┌─ Entries shown

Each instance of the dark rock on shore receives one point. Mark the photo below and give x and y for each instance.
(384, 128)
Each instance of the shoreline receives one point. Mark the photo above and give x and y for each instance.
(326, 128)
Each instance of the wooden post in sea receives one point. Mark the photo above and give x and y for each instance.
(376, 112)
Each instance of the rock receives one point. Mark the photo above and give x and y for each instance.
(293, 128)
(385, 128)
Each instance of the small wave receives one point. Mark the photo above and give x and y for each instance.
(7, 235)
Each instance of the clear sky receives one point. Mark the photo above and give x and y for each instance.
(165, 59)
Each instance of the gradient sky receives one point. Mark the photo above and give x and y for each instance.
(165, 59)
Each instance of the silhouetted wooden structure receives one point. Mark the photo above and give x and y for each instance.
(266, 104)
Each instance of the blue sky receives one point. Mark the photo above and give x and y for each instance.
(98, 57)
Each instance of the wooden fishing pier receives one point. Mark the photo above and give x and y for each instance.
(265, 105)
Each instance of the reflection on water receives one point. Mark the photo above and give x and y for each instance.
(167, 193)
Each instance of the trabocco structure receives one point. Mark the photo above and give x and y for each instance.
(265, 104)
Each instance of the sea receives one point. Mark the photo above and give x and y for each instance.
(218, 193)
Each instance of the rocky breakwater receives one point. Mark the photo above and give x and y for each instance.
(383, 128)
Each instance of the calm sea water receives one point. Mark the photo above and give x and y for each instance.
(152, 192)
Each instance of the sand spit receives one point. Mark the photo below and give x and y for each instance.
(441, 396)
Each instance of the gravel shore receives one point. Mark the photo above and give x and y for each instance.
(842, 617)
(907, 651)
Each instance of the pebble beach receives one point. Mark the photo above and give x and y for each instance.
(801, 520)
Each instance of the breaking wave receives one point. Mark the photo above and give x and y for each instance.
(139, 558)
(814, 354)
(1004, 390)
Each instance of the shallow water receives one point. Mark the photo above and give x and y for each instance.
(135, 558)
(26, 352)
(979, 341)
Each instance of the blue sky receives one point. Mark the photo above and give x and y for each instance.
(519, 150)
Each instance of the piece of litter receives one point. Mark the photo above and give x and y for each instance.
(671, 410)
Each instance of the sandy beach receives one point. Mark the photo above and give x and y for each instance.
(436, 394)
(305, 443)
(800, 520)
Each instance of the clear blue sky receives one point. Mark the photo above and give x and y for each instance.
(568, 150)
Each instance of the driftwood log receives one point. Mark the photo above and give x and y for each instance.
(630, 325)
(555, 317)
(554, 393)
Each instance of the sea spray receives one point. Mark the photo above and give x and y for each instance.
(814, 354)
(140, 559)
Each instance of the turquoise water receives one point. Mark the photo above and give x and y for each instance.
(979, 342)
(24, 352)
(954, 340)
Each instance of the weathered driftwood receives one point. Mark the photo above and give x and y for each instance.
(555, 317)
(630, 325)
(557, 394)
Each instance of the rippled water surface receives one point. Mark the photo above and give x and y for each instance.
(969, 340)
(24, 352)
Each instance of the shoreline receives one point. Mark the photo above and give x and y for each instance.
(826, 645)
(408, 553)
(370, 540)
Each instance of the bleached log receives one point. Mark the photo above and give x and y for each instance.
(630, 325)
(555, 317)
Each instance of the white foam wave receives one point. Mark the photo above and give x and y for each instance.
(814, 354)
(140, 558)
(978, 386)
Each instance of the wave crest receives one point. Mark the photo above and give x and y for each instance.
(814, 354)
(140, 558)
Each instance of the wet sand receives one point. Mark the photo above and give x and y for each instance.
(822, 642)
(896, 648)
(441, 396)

└─

What the exercise asks -
Each line of the material should be echoed exactly.

Solution to the problem -
Each instance of the dark rock on shore receives one point. Mark the photo below and give x and y for each instance.
(384, 128)
Each instance of the shoreline receives one point. Mark the photo above and give x and y for each instance.
(326, 128)
Each instance of the wooden post in sea receives one point. Mark the photo above and give x and y for each instance.
(376, 112)
Each instance of the rock receives one point. Mark the photo above and give x and y for each instance.
(293, 128)
(385, 128)
Each instance of the small wave receives one point. Mark the photo above and give x and y for each instance.
(7, 235)
Each instance of the clear sky receives one point. Mark the photo above and give x and y for each instance.
(165, 59)
Each instance of the gradient sky receives one point. Mark the photo above and give x and y for each instance.
(165, 59)
Each instance of the silhouetted wooden structure receives one point. Mark the photo above and give x and y for each instance.
(266, 104)
Each instance of the blue sky receives one point. Mark the photo above and give x and y for each instance.
(98, 57)
Each instance of the wooden fishing pier receives one point. Mark the photo above and give x and y for each instance.
(265, 105)
Each instance of the reflection on water receives one point. Mark the photo above and give x and y for each instance.
(167, 193)
Each instance of the trabocco structure receives one point. Mark the photo above and give x and y for each instance.
(265, 104)
Each instance of the sea receives one point. Mark the photo above and give x and y for each instance.
(218, 193)
Each instance of the rocky breakwater receives one point. Mark the photo above and give x and y for each instance.
(383, 128)
Each instance of the calm sea water receives one point. Mark the photo above and give x and y for each instance.
(152, 192)
Each instance of the sand spit receives one point. Mark the photo below and give x and y for each instance.
(441, 396)
Each instance of the gravel shore receives one point. Mark the photo above and give x and y for each instance.
(842, 617)
(907, 651)
Each instance of the pebble beach receives one point. Mark the photo above and give x and y for each instance.
(801, 520)
Each instance of the breaking wave receives one point. Mark the photo above and give x and y for each instance.
(139, 558)
(814, 354)
(1004, 390)
Each instance of the shallow water receives one point. Mark the photo above and give x and y for each instance.
(135, 558)
(26, 352)
(979, 341)
Each instance of the blue sky receives one point. Mark the photo above and give x and y for each instance.
(519, 150)
Each instance of the piece of litter receives one point. Mark the photo above and give x and y for each instance.
(671, 410)
Each instance of the sandy beach receives one point. Mark the photo above and give x and y for each instance.
(436, 394)
(305, 443)
(800, 520)
Each instance of the clear blue sky receives one point. Mark the photo above and give x and y for each instance.
(568, 150)
Each instance of the driftwood log receives one point. Mark the photo above and give x and y for each instance.
(630, 325)
(555, 317)
(554, 393)
Each instance of the sea spray receives one point. Mark the photo above and give x and y for each instance.
(814, 354)
(140, 559)
Each instance of the turquoise water receives one point. Mark the photo above and give x and y for each instance.
(979, 342)
(24, 352)
(954, 340)
Each instance of the weathered driftwood receives one point. Mark the photo above and give x and y for each instance.
(555, 317)
(630, 325)
(557, 394)
Each instance of the rippled water surface receives one point. Mark the photo above and give x and y for each instance.
(969, 340)
(24, 352)
Each instance of the shoreline receives one point. Mark the photo above and give x and y for each instance.
(826, 645)
(408, 553)
(370, 540)
Each instance of the bleached log receives one point. Mark the photo above and give x and y for each instance.
(630, 325)
(555, 317)
Each instance of the white foam wave receives one point. Mark the photo above and give x and y for each instance.
(814, 354)
(140, 558)
(978, 386)
Each instance of the wave crest receives one point. Mark the photo above and give x and y for each instance.
(814, 354)
(140, 558)
Each instance of the wet sand receives one point. Mark the photo above and give x and y for each instance.
(822, 642)
(896, 648)
(441, 396)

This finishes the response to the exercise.